WORK TO BE COMPLETED:
Could you transcribe the entries below word for word, from their very beginning through the line that contains "46L251 63L245 99L258", including that line? Leave the pictures out of your answer.

□ □ □ □ □ □ □

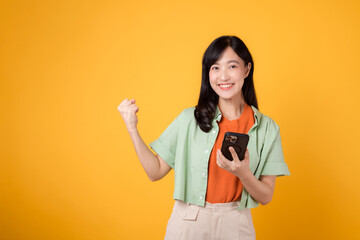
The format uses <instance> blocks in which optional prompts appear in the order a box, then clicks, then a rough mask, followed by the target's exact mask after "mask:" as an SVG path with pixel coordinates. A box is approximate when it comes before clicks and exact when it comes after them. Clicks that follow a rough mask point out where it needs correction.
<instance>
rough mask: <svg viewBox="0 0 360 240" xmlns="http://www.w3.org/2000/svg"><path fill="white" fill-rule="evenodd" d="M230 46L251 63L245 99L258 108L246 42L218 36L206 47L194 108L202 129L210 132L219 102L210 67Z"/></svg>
mask: <svg viewBox="0 0 360 240" xmlns="http://www.w3.org/2000/svg"><path fill="white" fill-rule="evenodd" d="M228 46H230V47H231V48H232V49H233V50H234V52H235V53H236V54H237V55H238V56H239V57H240V58H241V59H242V60H243V61H244V63H245V65H247V64H248V63H249V62H250V63H251V69H250V72H249V75H248V76H247V77H246V78H245V80H244V85H243V87H242V92H243V95H244V100H245V102H246V104H248V105H249V106H251V105H252V106H254V107H256V108H257V109H259V107H258V103H257V98H256V93H255V87H254V80H253V73H254V61H253V59H252V56H251V54H250V52H249V50H248V48H247V47H246V45H245V43H244V42H243V41H242V40H241V39H240V38H238V37H236V36H228V35H225V36H221V37H218V38H216V39H215V40H214V41H213V42H212V43H211V44H210V45H209V47H208V48H207V49H206V51H205V53H204V56H203V59H202V79H201V89H200V96H199V101H198V104H197V106H196V107H195V110H194V116H195V119H196V122H197V124H198V125H199V127H200V129H201V130H202V131H204V132H209V131H210V130H211V129H212V127H213V126H212V121H213V119H214V117H215V113H216V107H217V105H218V102H219V96H218V95H217V94H216V93H215V91H214V90H213V89H212V87H211V85H210V79H209V71H210V67H211V66H212V65H213V64H214V63H215V62H216V61H217V60H218V59H219V58H220V56H221V54H222V53H223V51H224V50H225V49H226V48H227V47H228Z"/></svg>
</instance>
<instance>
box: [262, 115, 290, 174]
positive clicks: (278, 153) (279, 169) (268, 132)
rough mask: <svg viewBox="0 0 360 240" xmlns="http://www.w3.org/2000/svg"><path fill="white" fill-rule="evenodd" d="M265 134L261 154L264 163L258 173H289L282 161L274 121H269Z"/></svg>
mask: <svg viewBox="0 0 360 240" xmlns="http://www.w3.org/2000/svg"><path fill="white" fill-rule="evenodd" d="M266 135H267V136H266V139H265V142H264V147H263V150H262V154H261V155H262V156H261V158H263V159H264V161H265V163H264V167H263V169H262V171H261V173H260V175H276V176H287V175H290V172H289V169H288V166H287V164H286V163H285V161H284V154H283V149H282V144H281V137H280V130H279V127H278V125H277V124H276V123H275V122H273V121H271V123H270V124H269V129H268V131H267V134H266Z"/></svg>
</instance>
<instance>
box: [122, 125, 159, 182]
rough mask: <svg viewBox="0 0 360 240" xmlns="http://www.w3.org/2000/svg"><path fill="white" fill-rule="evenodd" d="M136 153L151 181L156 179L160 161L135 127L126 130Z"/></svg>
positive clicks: (157, 174)
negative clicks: (142, 138) (153, 152)
mask: <svg viewBox="0 0 360 240" xmlns="http://www.w3.org/2000/svg"><path fill="white" fill-rule="evenodd" d="M128 132H129V134H130V138H131V141H132V143H133V145H134V148H135V151H136V154H137V156H138V158H139V160H140V163H141V165H142V166H143V168H144V170H145V172H146V174H147V175H148V177H149V179H150V180H151V181H155V180H157V179H158V178H159V177H158V175H159V173H160V163H159V159H158V158H157V157H156V155H155V154H154V153H153V152H152V151H151V150H150V149H149V147H148V146H147V145H146V144H145V143H144V141H143V139H142V138H141V136H140V134H139V132H138V130H137V128H135V129H132V130H128Z"/></svg>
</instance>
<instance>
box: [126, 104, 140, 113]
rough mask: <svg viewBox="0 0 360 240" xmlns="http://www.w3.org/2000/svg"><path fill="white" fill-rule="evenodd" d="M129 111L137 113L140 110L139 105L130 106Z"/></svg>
mask: <svg viewBox="0 0 360 240" xmlns="http://www.w3.org/2000/svg"><path fill="white" fill-rule="evenodd" d="M128 109H129V112H133V113H137V112H138V111H139V107H138V106H136V105H135V104H133V105H131V106H129V108H128Z"/></svg>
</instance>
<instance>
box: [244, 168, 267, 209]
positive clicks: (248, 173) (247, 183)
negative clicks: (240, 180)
mask: <svg viewBox="0 0 360 240" xmlns="http://www.w3.org/2000/svg"><path fill="white" fill-rule="evenodd" d="M238 177H239V178H240V180H241V182H242V184H243V186H244V188H245V189H246V191H247V192H248V193H249V194H250V195H251V197H253V198H254V199H255V200H256V201H258V202H259V203H261V205H266V204H268V203H269V202H270V201H271V199H272V196H273V189H272V188H271V187H270V186H269V185H268V184H266V183H264V182H261V181H260V180H258V179H257V178H256V177H255V176H254V175H253V174H252V173H251V171H250V170H248V171H246V172H245V173H243V174H242V175H241V176H238Z"/></svg>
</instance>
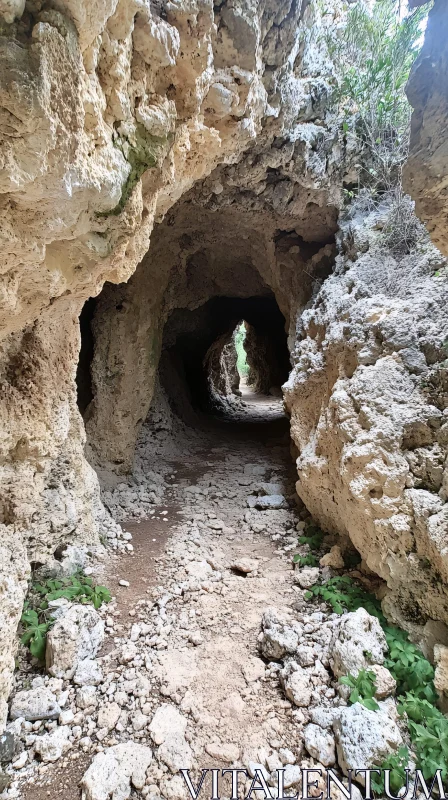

□ □ □ □ □ □ □

RESULT:
The format uses <instance> blocks in which optional prompts appear in the order a box, then clicks, then a rough mask, followed by the target's exact mask after "mask:" as an SVG path with pixel coordinates. A box is approximate when it comes before clicks and exact when it comes after them. Clicks that follow a rough mask point out where it needs correction.
<instance>
rough mask: <svg viewBox="0 0 360 240" xmlns="http://www.w3.org/2000/svg"><path fill="white" fill-rule="evenodd" d="M230 46L251 63L245 99L258 108L246 42L218 36L206 47L194 108L202 129L210 132L219 102L210 67Z"/></svg>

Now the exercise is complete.